Stated goal.
Gather every line in the rows below that contains the string "light", matching case exactly.

^^^^

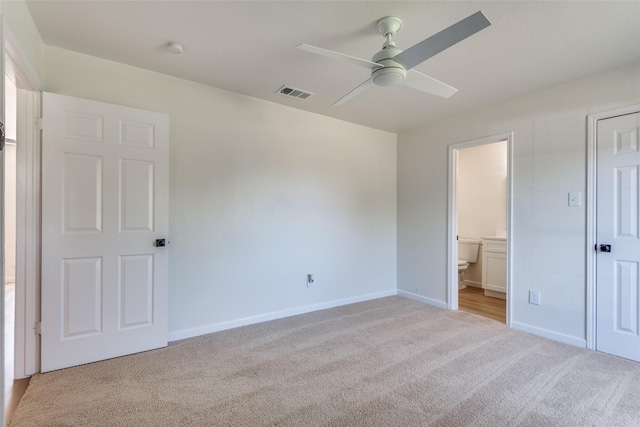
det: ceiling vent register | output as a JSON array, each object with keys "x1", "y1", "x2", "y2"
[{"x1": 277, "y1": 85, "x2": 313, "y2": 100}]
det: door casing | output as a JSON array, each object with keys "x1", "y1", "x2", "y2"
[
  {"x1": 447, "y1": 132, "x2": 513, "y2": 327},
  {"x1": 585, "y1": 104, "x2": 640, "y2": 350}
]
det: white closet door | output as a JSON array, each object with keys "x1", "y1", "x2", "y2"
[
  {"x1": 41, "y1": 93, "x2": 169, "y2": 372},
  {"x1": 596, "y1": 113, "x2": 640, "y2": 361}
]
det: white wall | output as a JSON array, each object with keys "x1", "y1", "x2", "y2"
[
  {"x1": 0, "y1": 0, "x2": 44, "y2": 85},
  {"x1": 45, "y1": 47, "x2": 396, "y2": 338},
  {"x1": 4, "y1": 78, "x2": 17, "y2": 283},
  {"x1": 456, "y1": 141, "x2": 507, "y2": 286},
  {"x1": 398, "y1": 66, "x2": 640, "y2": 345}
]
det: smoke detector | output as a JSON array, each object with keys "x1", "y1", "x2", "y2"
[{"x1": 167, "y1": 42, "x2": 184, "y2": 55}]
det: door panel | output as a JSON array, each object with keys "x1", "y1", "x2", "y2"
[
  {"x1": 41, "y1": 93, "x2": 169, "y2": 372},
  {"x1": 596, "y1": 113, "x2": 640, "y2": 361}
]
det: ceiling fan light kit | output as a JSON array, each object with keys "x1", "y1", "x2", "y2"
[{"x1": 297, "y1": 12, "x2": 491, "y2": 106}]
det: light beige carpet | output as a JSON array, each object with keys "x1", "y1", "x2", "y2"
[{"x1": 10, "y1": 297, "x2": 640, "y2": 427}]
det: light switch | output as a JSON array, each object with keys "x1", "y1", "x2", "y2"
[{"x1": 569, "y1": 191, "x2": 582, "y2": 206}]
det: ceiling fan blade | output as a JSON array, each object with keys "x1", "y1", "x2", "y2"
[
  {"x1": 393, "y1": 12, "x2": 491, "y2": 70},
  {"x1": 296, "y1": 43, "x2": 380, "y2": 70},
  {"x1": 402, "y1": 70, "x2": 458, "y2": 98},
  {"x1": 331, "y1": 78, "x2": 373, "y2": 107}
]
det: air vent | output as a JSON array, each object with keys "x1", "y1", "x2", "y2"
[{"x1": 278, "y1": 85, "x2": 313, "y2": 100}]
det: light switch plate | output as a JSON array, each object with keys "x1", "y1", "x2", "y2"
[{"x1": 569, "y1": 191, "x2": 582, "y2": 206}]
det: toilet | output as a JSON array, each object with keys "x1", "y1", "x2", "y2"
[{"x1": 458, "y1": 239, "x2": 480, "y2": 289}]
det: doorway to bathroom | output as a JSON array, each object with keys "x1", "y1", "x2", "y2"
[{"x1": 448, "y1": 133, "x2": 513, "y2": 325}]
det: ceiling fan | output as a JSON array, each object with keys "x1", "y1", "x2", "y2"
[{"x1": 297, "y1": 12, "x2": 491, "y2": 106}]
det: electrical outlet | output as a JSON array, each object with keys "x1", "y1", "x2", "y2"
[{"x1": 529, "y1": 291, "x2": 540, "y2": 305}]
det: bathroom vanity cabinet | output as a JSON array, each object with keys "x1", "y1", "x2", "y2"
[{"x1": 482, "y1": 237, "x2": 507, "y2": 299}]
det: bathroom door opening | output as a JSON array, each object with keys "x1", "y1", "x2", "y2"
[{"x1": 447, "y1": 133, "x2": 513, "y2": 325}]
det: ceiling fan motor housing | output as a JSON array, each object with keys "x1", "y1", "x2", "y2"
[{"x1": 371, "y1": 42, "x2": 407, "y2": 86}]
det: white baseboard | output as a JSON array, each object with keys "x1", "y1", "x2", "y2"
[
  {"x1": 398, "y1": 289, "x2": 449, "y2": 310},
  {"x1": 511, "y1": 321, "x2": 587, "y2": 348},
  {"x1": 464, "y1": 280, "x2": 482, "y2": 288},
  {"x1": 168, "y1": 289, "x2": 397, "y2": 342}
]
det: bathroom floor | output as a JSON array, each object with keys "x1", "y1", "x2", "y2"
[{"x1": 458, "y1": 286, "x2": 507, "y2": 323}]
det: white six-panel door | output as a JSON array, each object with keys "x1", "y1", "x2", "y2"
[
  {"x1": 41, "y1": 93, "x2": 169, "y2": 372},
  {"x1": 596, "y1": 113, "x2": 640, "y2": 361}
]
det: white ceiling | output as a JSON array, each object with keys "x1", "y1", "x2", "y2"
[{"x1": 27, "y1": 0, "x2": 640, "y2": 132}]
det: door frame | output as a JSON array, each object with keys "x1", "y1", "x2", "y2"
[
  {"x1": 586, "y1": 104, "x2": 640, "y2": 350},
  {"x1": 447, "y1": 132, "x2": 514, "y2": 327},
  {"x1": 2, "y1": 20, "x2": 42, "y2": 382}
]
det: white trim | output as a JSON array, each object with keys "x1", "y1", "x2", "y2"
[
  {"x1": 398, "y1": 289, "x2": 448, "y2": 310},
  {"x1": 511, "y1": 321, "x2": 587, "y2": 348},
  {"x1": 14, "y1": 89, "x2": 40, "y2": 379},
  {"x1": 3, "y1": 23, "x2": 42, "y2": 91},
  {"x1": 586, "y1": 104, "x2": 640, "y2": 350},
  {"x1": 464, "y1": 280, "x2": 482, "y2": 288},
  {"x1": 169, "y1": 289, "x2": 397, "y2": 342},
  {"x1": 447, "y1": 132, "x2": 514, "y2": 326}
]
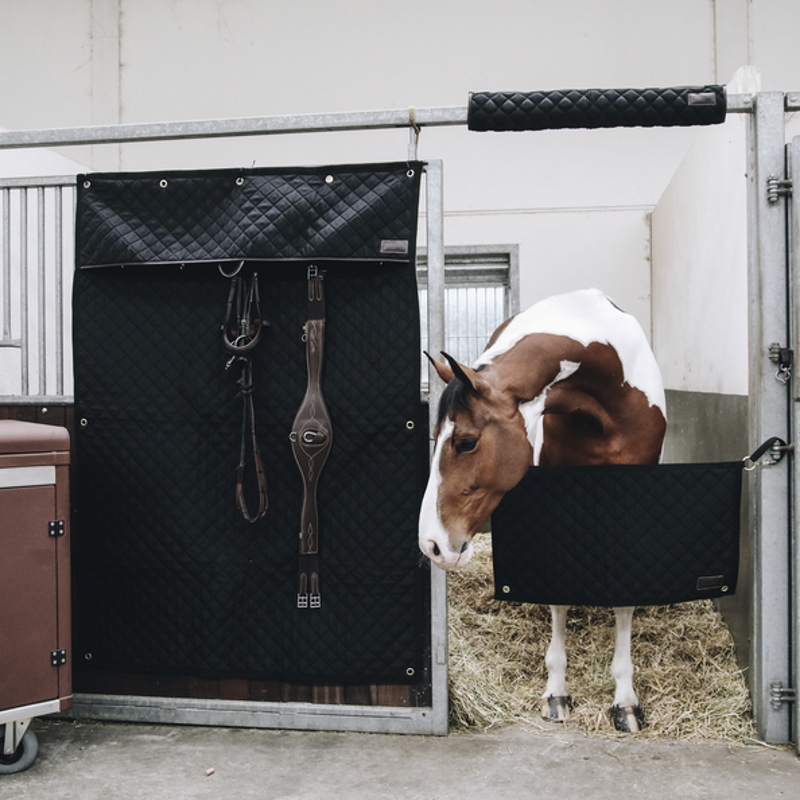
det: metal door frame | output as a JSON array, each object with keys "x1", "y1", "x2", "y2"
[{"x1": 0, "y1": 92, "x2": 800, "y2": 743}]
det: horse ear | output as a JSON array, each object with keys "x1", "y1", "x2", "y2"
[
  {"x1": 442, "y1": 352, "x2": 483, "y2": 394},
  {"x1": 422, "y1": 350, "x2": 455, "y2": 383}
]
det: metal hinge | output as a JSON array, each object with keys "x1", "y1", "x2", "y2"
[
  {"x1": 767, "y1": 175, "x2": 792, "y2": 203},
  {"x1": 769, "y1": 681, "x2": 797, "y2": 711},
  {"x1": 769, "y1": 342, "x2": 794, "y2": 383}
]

^^^^

Answer to this task.
det: ceiling fan light kit | output as a JSON array, each object with keys "x1", "y1", "x2", "y2"
det: light beige carpet | output as a JSON array, each object with keys "x1", "y1", "x2", "y2"
det: light switch | output as a JSON array, each object with keys "x1", "y1", "x2", "y2"
det: light switch plate | output as a JSON array, each object with keys "x1", "y1", "x2", "y2"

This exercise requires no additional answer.